*GIVEN PROBLEM*:
Starting with the line that contains "Return one point per instance of the linear", reproduce each line through the end of the entries exactly as written.

*SOURCE MATERIAL*:
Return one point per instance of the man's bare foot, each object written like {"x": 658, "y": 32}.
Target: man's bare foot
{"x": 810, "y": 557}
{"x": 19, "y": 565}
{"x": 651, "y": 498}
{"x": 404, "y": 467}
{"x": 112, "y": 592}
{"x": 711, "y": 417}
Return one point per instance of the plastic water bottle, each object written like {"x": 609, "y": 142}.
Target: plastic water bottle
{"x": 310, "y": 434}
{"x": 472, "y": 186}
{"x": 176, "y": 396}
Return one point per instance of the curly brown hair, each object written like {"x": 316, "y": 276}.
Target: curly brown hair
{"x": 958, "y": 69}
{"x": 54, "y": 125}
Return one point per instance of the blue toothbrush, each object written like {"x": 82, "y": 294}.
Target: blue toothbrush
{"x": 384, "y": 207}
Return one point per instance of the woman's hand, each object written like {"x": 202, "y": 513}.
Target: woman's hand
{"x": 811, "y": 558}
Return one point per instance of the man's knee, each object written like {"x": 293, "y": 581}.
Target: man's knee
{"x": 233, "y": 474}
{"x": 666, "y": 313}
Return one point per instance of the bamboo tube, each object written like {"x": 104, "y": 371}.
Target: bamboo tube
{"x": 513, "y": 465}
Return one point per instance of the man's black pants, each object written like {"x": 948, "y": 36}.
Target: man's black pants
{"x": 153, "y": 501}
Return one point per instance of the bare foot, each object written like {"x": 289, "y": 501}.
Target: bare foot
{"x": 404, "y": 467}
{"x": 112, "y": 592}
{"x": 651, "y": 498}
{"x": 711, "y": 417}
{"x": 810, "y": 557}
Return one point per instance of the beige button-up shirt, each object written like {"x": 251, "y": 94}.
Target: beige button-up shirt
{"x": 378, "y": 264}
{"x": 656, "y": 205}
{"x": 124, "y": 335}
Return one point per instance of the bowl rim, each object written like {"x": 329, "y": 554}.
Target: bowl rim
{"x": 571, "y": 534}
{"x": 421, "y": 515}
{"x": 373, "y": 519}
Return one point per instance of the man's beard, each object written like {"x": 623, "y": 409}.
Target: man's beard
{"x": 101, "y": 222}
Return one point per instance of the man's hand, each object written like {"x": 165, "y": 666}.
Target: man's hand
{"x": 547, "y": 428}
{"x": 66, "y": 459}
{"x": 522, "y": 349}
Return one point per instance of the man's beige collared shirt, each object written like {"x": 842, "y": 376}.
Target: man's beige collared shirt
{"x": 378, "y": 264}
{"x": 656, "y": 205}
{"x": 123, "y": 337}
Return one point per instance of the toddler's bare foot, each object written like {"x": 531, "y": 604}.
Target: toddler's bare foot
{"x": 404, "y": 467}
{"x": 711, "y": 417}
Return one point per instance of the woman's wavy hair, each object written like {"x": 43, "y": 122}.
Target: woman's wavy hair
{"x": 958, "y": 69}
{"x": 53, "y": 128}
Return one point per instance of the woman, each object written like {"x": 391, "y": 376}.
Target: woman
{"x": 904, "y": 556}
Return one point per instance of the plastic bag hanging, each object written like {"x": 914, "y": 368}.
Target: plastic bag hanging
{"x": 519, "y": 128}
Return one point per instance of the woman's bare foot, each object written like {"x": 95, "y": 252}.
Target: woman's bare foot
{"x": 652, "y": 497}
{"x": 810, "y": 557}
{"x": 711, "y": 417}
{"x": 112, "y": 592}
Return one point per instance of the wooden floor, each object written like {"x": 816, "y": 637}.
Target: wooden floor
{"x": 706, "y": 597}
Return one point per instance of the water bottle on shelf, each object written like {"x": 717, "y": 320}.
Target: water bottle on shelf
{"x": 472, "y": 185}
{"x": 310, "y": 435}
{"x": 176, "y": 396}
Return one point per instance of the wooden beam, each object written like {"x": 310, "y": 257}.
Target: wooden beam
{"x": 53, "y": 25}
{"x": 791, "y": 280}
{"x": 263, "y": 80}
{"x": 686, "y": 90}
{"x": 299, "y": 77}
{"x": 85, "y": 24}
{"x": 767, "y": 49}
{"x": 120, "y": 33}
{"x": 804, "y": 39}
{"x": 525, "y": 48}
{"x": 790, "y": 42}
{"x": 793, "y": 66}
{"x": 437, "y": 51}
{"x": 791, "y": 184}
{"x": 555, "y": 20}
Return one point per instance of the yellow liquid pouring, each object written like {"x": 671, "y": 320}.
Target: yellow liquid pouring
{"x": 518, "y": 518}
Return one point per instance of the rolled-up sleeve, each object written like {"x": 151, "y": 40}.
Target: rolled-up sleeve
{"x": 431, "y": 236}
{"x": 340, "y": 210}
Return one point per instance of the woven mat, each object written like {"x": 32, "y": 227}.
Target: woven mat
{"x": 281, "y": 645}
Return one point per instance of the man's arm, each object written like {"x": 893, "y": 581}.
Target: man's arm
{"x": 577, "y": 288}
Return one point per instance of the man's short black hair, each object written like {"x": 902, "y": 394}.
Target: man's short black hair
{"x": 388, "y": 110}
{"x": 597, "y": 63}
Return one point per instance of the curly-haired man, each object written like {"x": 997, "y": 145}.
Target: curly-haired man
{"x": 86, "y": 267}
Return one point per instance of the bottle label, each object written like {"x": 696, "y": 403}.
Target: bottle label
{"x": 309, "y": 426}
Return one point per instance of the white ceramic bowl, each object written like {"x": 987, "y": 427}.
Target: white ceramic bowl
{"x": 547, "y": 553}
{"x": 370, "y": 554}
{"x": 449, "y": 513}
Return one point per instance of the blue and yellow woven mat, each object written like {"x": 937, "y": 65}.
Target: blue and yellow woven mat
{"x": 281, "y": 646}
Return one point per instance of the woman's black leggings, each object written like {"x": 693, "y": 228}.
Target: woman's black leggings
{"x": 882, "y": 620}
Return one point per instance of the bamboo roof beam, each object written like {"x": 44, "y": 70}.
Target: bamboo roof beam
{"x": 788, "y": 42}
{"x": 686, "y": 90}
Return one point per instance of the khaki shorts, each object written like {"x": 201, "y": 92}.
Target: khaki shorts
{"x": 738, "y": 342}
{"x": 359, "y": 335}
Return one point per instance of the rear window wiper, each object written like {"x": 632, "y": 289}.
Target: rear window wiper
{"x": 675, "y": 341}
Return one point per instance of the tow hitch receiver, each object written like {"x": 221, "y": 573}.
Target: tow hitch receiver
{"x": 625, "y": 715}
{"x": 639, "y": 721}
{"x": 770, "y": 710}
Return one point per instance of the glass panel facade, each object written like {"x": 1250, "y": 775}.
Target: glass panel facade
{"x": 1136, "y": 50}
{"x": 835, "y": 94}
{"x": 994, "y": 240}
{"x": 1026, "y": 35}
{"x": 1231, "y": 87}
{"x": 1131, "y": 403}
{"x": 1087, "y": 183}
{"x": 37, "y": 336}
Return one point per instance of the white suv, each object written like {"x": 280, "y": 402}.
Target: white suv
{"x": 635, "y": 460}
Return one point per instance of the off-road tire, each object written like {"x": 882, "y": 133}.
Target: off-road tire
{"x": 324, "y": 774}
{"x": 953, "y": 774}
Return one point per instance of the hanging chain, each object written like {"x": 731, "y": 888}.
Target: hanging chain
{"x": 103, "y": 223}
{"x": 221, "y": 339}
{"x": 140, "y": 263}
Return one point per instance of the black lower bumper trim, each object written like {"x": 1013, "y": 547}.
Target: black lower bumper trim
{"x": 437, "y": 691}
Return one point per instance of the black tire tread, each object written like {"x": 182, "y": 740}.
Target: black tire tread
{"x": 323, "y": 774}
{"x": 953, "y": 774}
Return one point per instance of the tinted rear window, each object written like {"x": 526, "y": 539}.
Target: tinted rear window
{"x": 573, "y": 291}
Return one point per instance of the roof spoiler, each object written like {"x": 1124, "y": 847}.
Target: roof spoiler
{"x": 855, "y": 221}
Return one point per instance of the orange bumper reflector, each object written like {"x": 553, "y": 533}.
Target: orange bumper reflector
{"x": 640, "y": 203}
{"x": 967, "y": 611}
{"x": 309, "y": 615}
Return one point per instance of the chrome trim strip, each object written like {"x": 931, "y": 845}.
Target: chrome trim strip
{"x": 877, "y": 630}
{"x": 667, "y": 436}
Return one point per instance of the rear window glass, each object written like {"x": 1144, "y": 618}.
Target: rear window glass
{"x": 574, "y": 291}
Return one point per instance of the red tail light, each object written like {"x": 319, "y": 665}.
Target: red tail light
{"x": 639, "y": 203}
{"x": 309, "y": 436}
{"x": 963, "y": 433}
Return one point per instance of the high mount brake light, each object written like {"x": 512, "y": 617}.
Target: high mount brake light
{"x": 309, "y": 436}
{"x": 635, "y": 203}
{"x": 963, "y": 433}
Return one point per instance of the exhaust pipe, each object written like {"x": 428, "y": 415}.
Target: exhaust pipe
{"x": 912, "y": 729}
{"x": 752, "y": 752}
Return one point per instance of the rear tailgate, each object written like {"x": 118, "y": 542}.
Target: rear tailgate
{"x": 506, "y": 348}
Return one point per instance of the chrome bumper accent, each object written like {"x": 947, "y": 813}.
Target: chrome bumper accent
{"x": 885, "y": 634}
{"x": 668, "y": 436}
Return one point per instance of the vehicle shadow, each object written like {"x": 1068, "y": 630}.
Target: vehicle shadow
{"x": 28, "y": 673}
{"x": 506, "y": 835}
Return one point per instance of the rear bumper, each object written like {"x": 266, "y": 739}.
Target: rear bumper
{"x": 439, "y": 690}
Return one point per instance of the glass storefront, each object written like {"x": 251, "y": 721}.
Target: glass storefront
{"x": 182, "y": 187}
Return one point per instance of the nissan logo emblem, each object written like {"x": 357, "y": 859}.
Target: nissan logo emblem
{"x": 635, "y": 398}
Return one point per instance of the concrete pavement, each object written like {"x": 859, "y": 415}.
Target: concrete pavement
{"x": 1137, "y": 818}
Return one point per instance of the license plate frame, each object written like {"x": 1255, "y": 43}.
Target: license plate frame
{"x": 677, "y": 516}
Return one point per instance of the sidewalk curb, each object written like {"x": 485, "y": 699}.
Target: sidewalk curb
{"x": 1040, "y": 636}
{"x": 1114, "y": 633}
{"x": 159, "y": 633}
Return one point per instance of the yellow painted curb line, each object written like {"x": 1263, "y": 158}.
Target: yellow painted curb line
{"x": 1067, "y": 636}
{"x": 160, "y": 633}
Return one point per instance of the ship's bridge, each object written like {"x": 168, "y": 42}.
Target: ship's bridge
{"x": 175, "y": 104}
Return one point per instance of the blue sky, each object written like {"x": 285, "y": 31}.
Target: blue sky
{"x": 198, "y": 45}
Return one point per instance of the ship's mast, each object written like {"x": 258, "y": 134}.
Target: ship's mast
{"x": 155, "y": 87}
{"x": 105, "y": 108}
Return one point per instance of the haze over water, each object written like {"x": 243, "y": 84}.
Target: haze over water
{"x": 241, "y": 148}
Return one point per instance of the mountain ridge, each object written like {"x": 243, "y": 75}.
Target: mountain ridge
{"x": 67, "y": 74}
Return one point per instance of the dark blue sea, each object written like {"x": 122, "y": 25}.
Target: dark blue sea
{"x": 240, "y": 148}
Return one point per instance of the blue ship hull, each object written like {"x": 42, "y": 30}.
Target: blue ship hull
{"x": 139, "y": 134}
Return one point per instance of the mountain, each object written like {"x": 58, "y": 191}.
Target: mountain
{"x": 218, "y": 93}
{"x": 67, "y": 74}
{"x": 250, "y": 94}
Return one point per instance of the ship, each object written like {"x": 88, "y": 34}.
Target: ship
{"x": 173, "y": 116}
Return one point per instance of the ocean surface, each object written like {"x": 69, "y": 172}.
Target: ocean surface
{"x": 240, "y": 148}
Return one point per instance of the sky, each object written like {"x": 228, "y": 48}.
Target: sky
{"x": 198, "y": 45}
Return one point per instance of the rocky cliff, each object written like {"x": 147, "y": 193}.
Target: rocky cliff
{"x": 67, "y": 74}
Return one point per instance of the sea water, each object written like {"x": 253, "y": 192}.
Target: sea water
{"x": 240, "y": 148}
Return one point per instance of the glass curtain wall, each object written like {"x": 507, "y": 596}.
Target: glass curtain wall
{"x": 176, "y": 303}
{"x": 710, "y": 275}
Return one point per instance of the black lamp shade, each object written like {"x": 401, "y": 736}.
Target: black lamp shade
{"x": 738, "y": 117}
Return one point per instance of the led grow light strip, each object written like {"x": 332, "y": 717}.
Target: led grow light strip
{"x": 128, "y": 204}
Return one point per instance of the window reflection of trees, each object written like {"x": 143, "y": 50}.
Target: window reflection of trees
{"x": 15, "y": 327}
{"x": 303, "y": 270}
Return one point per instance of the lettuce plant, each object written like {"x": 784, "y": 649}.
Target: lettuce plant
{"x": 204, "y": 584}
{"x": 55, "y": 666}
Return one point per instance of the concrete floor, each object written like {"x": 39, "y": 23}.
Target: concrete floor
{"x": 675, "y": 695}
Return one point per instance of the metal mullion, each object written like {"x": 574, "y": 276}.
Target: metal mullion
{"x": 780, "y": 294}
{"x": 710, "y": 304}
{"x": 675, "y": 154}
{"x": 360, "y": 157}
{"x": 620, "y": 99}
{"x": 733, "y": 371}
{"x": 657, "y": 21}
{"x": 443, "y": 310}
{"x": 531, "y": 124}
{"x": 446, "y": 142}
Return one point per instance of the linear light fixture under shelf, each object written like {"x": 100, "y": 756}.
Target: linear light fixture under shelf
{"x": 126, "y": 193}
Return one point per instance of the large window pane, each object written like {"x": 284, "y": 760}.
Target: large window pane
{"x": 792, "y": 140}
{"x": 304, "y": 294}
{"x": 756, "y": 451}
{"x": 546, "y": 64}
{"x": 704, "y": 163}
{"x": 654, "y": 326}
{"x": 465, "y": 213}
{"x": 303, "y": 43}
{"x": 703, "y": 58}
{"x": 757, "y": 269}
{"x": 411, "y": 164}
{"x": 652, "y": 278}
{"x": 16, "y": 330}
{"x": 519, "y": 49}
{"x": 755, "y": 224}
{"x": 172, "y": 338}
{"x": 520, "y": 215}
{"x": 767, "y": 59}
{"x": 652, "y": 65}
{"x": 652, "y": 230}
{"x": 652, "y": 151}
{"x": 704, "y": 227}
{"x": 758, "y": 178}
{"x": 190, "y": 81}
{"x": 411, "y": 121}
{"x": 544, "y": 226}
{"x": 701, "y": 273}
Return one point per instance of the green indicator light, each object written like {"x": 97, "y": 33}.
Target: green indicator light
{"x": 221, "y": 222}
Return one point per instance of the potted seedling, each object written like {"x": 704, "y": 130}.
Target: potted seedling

*RESPONSE FOR THIS EXERCISE*:
Return one point per instance of the linear light fixture under shelf, each object written like {"x": 100, "y": 756}.
Target: linear light fixture under shelf
{"x": 126, "y": 193}
Return one point per instance of the large window pane, each object written like {"x": 284, "y": 760}.
Target: large window pane
{"x": 792, "y": 140}
{"x": 304, "y": 294}
{"x": 756, "y": 451}
{"x": 546, "y": 64}
{"x": 704, "y": 163}
{"x": 654, "y": 326}
{"x": 465, "y": 213}
{"x": 303, "y": 43}
{"x": 703, "y": 58}
{"x": 757, "y": 269}
{"x": 411, "y": 164}
{"x": 652, "y": 278}
{"x": 16, "y": 330}
{"x": 519, "y": 49}
{"x": 755, "y": 224}
{"x": 172, "y": 338}
{"x": 520, "y": 215}
{"x": 767, "y": 59}
{"x": 652, "y": 65}
{"x": 652, "y": 230}
{"x": 652, "y": 151}
{"x": 704, "y": 227}
{"x": 758, "y": 178}
{"x": 190, "y": 81}
{"x": 411, "y": 121}
{"x": 544, "y": 226}
{"x": 701, "y": 273}
Return one point per instance of the green indicator light, each object written like {"x": 97, "y": 33}.
Target: green indicator light
{"x": 221, "y": 222}
Return one point per instance of the potted seedling, each object written like {"x": 704, "y": 130}.
Target: potted seedling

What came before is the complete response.